Lignes d'un jeu de données de pointage:

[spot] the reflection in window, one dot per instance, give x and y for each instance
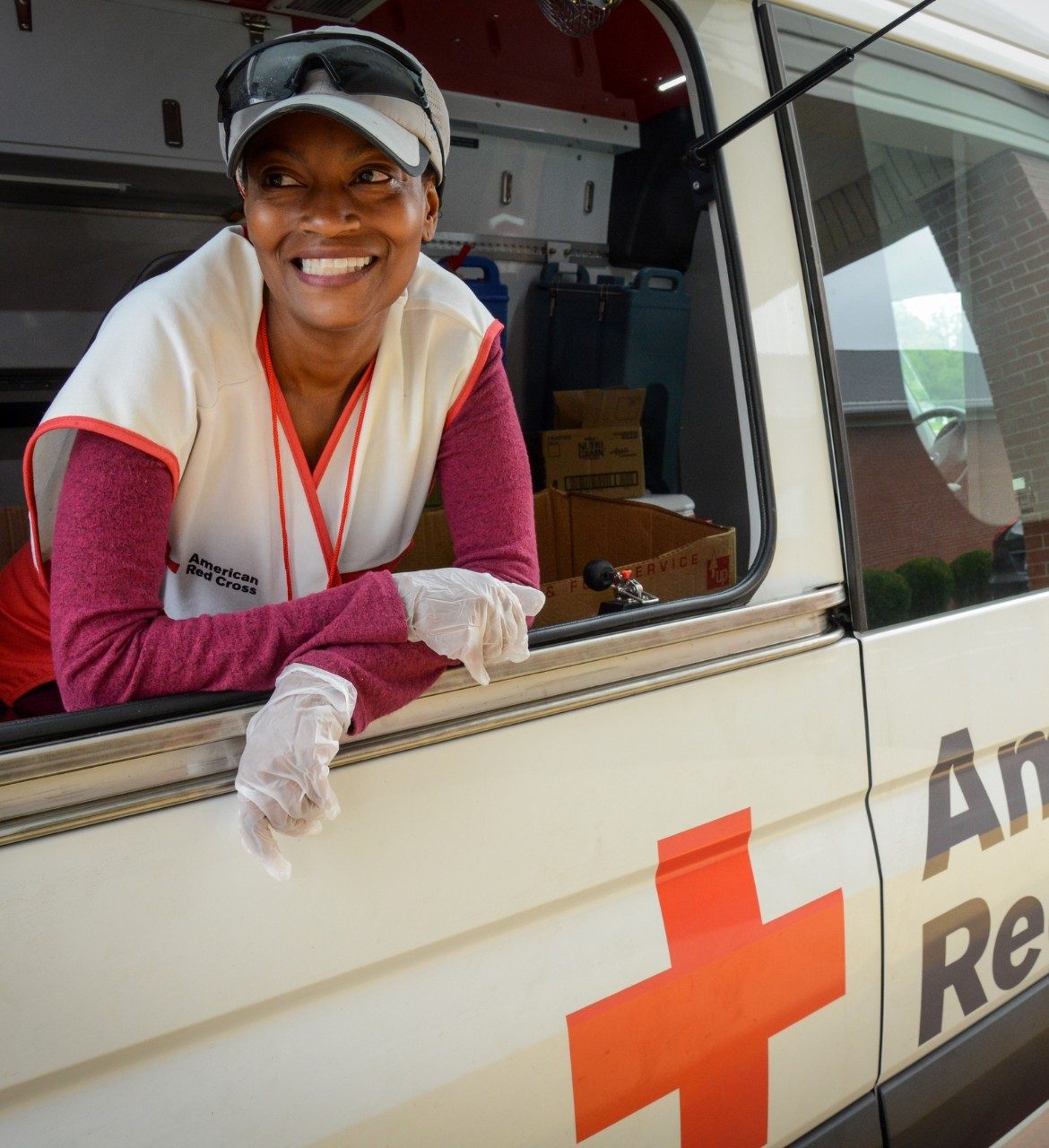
(930, 188)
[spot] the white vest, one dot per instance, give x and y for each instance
(175, 371)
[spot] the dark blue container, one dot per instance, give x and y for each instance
(488, 287)
(613, 335)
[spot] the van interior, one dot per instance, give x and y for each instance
(568, 205)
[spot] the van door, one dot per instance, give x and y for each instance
(927, 184)
(625, 894)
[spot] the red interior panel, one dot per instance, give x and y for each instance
(507, 49)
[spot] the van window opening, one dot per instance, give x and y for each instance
(925, 178)
(565, 173)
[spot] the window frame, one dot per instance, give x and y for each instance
(585, 640)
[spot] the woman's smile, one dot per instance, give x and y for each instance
(333, 271)
(337, 228)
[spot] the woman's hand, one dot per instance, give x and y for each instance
(282, 778)
(468, 617)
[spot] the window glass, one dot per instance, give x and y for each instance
(568, 212)
(930, 188)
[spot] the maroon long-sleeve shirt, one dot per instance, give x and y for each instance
(113, 642)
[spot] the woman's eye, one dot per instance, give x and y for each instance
(277, 179)
(373, 176)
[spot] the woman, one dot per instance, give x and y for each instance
(256, 430)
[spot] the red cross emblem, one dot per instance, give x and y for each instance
(703, 1025)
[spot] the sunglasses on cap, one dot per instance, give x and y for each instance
(277, 69)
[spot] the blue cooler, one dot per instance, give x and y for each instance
(488, 287)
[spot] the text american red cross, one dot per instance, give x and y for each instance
(703, 1025)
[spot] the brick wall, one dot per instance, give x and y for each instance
(904, 508)
(993, 230)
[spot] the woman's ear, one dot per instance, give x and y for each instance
(433, 209)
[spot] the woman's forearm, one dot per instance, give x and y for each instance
(111, 639)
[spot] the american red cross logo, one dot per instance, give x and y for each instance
(703, 1026)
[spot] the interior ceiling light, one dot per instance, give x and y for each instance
(98, 185)
(667, 84)
(577, 17)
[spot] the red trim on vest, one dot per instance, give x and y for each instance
(311, 481)
(24, 628)
(333, 567)
(97, 426)
(490, 336)
(360, 392)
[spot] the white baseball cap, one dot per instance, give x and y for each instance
(360, 78)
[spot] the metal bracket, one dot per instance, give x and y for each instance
(257, 27)
(558, 250)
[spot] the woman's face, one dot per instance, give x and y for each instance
(335, 222)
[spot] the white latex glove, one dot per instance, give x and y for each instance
(468, 617)
(282, 778)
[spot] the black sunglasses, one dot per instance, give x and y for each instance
(275, 70)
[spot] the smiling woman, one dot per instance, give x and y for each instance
(263, 423)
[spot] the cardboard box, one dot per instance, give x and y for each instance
(596, 445)
(672, 557)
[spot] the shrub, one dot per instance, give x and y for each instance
(931, 586)
(971, 577)
(888, 597)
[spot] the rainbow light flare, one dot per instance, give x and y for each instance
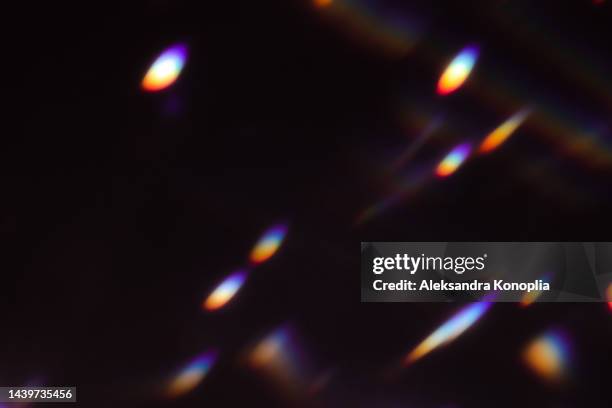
(277, 356)
(449, 331)
(457, 72)
(166, 68)
(548, 355)
(191, 375)
(268, 244)
(225, 291)
(497, 137)
(453, 160)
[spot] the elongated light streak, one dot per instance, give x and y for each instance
(548, 356)
(268, 244)
(449, 331)
(225, 291)
(166, 69)
(453, 160)
(192, 375)
(457, 72)
(498, 136)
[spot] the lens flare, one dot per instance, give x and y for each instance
(449, 331)
(192, 375)
(548, 355)
(453, 160)
(225, 291)
(497, 137)
(268, 244)
(457, 72)
(279, 357)
(166, 69)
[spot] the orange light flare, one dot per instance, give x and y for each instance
(498, 136)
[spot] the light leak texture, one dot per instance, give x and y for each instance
(268, 244)
(498, 136)
(458, 71)
(449, 331)
(166, 69)
(548, 355)
(192, 375)
(277, 357)
(225, 291)
(453, 160)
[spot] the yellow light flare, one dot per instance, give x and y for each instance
(449, 331)
(497, 137)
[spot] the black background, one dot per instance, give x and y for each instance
(121, 209)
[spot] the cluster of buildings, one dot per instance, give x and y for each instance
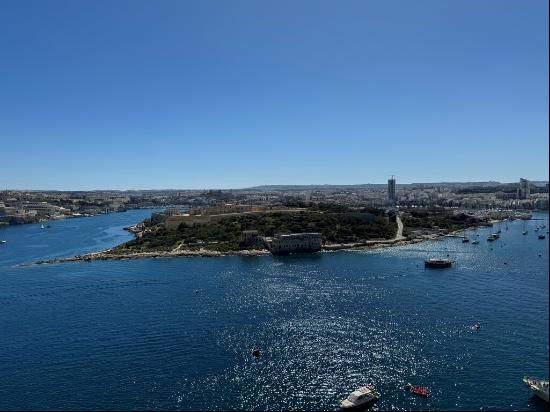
(195, 206)
(524, 195)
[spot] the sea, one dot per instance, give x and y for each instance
(177, 333)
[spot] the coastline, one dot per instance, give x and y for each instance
(107, 255)
(368, 245)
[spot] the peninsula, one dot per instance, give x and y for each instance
(251, 230)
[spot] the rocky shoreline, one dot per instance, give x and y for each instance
(109, 255)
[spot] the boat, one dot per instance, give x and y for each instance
(417, 390)
(538, 386)
(360, 398)
(438, 263)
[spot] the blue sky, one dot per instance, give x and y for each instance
(229, 94)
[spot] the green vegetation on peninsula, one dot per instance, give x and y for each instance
(337, 224)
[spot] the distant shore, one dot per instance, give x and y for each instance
(108, 255)
(368, 245)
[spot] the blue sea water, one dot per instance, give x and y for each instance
(133, 334)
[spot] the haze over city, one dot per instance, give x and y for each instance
(179, 94)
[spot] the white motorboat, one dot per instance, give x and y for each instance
(361, 397)
(538, 386)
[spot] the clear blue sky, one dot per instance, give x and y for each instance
(229, 94)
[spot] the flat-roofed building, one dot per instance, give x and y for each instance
(296, 242)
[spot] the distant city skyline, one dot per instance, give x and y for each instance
(197, 95)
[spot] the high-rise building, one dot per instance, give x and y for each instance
(523, 189)
(391, 191)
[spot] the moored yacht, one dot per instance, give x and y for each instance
(360, 398)
(438, 263)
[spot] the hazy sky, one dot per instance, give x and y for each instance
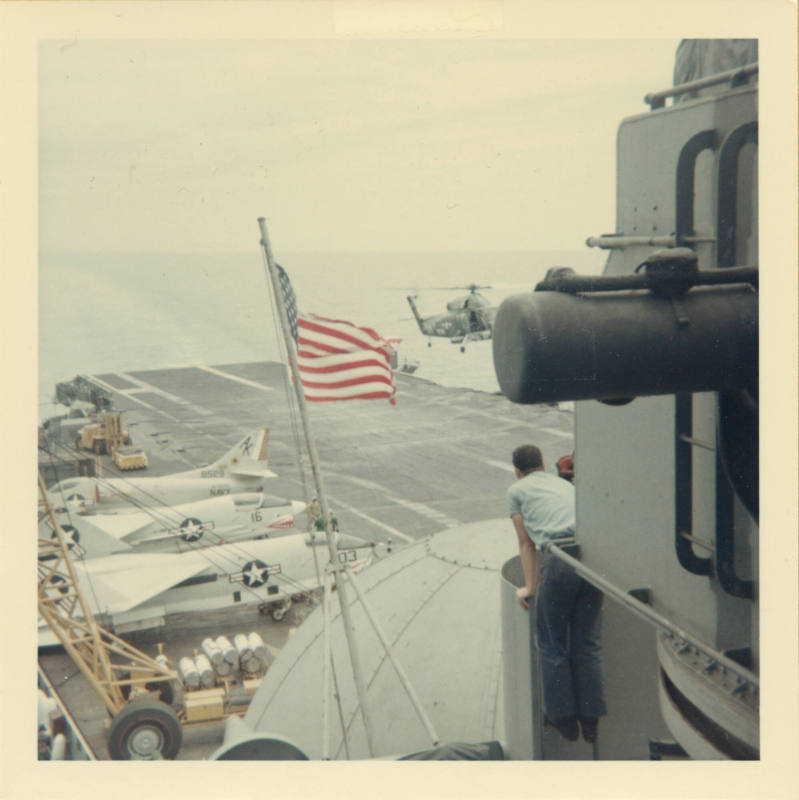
(342, 145)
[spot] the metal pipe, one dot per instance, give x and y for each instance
(326, 655)
(646, 613)
(317, 476)
(611, 242)
(397, 666)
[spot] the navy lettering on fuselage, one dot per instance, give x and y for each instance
(348, 556)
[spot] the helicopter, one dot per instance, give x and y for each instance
(468, 318)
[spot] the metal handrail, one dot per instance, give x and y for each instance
(735, 77)
(645, 612)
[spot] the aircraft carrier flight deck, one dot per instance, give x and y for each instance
(438, 459)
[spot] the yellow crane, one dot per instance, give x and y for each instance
(137, 691)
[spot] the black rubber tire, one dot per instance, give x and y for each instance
(144, 730)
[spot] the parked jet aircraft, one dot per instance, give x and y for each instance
(218, 520)
(241, 469)
(137, 591)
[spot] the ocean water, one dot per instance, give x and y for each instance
(115, 312)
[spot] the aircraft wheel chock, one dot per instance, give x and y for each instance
(144, 730)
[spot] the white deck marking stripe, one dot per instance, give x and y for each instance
(556, 432)
(103, 385)
(497, 464)
(142, 386)
(374, 521)
(419, 508)
(236, 378)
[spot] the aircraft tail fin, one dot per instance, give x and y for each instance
(249, 456)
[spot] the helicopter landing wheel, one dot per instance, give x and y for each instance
(144, 730)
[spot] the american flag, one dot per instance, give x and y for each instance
(336, 359)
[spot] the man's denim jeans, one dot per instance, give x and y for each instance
(569, 624)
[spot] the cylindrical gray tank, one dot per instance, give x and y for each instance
(552, 346)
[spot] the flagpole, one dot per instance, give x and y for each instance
(318, 483)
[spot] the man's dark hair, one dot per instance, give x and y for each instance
(527, 458)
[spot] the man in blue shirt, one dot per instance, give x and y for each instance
(568, 609)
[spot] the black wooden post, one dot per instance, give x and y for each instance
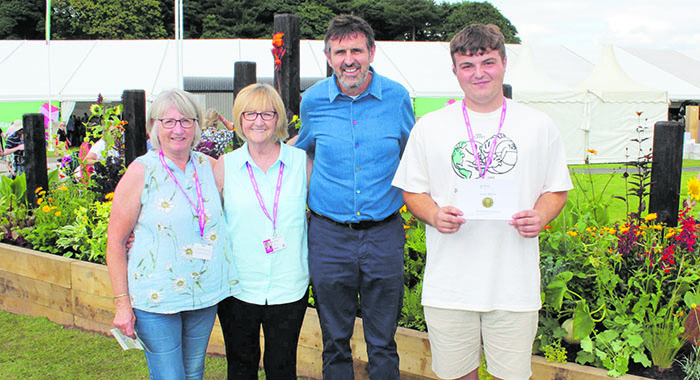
(34, 155)
(508, 91)
(134, 114)
(666, 168)
(288, 74)
(244, 74)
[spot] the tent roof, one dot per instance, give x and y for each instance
(609, 82)
(82, 69)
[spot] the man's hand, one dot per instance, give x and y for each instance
(448, 219)
(527, 222)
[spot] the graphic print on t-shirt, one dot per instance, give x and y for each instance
(505, 156)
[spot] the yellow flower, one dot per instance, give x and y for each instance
(694, 189)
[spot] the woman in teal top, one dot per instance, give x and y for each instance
(264, 191)
(180, 265)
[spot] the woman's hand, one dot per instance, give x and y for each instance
(124, 318)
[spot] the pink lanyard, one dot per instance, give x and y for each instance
(277, 194)
(489, 158)
(199, 207)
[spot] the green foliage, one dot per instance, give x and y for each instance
(691, 364)
(554, 352)
(414, 263)
(22, 19)
(14, 214)
(86, 236)
(392, 20)
(462, 14)
(107, 19)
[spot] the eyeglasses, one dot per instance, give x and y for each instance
(186, 122)
(252, 115)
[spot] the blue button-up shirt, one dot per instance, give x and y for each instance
(356, 144)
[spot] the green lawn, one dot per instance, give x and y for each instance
(35, 348)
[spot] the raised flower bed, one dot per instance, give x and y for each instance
(78, 294)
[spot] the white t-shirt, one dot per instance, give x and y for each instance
(486, 265)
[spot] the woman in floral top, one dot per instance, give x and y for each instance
(180, 265)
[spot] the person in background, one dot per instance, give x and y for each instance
(217, 134)
(180, 265)
(264, 192)
(355, 125)
(482, 275)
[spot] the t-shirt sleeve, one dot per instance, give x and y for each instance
(412, 174)
(557, 177)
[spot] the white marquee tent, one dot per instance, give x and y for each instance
(592, 95)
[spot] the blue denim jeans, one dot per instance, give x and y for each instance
(344, 263)
(177, 342)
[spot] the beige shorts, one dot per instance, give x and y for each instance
(455, 342)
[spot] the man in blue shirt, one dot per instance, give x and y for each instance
(355, 125)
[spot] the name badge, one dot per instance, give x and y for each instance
(201, 251)
(275, 244)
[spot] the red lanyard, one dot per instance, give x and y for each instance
(199, 207)
(273, 219)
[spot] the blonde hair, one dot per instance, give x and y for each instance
(184, 102)
(255, 96)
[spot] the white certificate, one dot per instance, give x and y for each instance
(487, 199)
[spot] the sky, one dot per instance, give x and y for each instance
(657, 24)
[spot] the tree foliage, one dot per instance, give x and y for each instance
(107, 19)
(394, 20)
(22, 19)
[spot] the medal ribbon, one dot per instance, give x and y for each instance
(475, 152)
(199, 207)
(273, 219)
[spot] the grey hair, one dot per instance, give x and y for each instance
(184, 102)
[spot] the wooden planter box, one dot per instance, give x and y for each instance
(79, 294)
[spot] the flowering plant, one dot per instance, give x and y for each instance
(278, 51)
(625, 288)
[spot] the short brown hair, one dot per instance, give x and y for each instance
(348, 26)
(478, 39)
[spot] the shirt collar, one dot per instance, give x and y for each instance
(245, 157)
(374, 89)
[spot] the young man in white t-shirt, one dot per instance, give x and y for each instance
(486, 175)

Votre tâche: Présentez sous forme de liste numérotée les lignes du listing, de la ligne qui contient "[spot] the woman's ear, one" à celle qui contient "(703, 1026)", ces deux lignes comprises. Omettez les lignes vides.

Réponse écrite:
1. [spot] the woman's ear, one dot per instance, give x and y for each instance
2. (433, 209)
3. [spot] the woman's forearm, one dot per instance, give x and y for each instance
4. (111, 639)
5. [spot] the american red cross logo, one dot per instance, give x and y for each instance
6. (703, 1026)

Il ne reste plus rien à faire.